Put this sentence from the motor oil passage into Spanish: "This should be useful for car owners as well as bikers."

::: PROVIDED PASSAGE

Given the importance of oil, it’s surprising there are so many misconceptions about it. I fell to one recently by putting the wrong grade in my bike, based on a recommendation from the previous owner. He said, “You have to put 20W-50 in a single-cylinder motorcycle because it revs high.” So I did. Then I had trouble starting my bike once we got into the cold mornings of late fall and early spring. I started to suspect my cold-starting problems were related to oil, and a user forum referred me to bobistheoilguy.com. I don’t know Bob, but he knows a lot about oil. You will find at this site Motor Oil University containing ten classes complete with midterm and final exams. Clearly, oil is the source of life for Bob.

The following is, I hope, a fair summary of what I’ve learned mostly at that site, but also from user forums and conversations with club members as I researched the important decision of what to put in my bike. This should be useful for car owners as well as bikers.

Let’s start with some of those misconceptions:

  • Engine wear occurs when oil breaks down at high temperature
  • Oil grades like 10W-30 or 20W-50 refer to viscosity, or thickness
  • You should choose your oil grade based on the ambient temperature
  • Engines that run hot, like sports cars and hot-rods that have high revs, require thicker oil (this is the one I fell for)

::::::
::: DATA LINES

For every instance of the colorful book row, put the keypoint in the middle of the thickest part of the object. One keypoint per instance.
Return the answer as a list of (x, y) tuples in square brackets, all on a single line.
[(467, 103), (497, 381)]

::::::

» **REPLY**: Esto debería ser útil tanto para los dueños de autos como para los motociclistas.